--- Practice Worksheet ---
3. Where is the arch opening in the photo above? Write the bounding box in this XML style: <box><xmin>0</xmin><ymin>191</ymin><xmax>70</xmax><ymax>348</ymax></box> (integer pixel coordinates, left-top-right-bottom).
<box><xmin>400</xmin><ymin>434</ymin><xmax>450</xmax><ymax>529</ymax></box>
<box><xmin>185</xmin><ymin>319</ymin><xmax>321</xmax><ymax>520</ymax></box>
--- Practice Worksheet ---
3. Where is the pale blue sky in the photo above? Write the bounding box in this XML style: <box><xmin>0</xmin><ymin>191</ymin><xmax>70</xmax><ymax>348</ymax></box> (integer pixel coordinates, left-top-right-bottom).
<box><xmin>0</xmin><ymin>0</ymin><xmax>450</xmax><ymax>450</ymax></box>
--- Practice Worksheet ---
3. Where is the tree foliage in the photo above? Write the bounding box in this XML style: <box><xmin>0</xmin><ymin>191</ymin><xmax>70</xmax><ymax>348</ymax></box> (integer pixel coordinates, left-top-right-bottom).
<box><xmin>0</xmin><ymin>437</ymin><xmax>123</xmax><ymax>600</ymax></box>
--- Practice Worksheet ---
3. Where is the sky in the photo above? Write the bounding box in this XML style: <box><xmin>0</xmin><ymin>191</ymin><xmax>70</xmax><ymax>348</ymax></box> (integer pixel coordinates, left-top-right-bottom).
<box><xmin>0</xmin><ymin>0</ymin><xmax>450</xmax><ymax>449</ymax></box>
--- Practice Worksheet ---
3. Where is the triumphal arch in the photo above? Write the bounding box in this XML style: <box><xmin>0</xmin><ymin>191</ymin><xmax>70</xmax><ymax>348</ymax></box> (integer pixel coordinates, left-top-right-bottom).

_ _ _ _

Rewrite every row above in full, requests included, and offset each bounding-box coordinate in the answers by 55. Leave all numbers in the requests and their format samples as they are.

--- Practice Worksheet ---
3. Where is the arch opening in the photo above? Write the bounding box in this XML style: <box><xmin>0</xmin><ymin>191</ymin><xmax>70</xmax><ymax>348</ymax></box> (integer pixel coordinates, left-top-right-bottom).
<box><xmin>455</xmin><ymin>489</ymin><xmax>505</xmax><ymax>584</ymax></box>
<box><xmin>240</xmin><ymin>374</ymin><xmax>376</xmax><ymax>575</ymax></box>
--- Practice Worksheet ---
3. Where is the pale blue sky in the photo above? Write the bounding box in this XML style: <box><xmin>0</xmin><ymin>191</ymin><xmax>70</xmax><ymax>348</ymax></box> (integer pixel coordinates, left-top-right-bottom).
<box><xmin>55</xmin><ymin>55</ymin><xmax>505</xmax><ymax>505</ymax></box>
--- Practice Worksheet ---
3. Where is the tree foliage in the photo above? Write the bounding box in this XML style: <box><xmin>0</xmin><ymin>191</ymin><xmax>70</xmax><ymax>348</ymax></box> (integer pixel coordinates, left-top-right-bottom).
<box><xmin>55</xmin><ymin>492</ymin><xmax>178</xmax><ymax>655</ymax></box>
--- Practice Worksheet ---
3. Where is the sky in the photo above? Write the bounding box in this XML style: <box><xmin>0</xmin><ymin>191</ymin><xmax>70</xmax><ymax>348</ymax></box> (integer pixel coordinates, left-top-right-bottom).
<box><xmin>55</xmin><ymin>55</ymin><xmax>505</xmax><ymax>504</ymax></box>
--- Practice Worksheet ---
3. Where is the triumphal arch in the photo above? Write the bounding box in this XML style: <box><xmin>0</xmin><ymin>191</ymin><xmax>70</xmax><ymax>348</ymax></box> (integer pixel coordinates, left-top-right-bottom).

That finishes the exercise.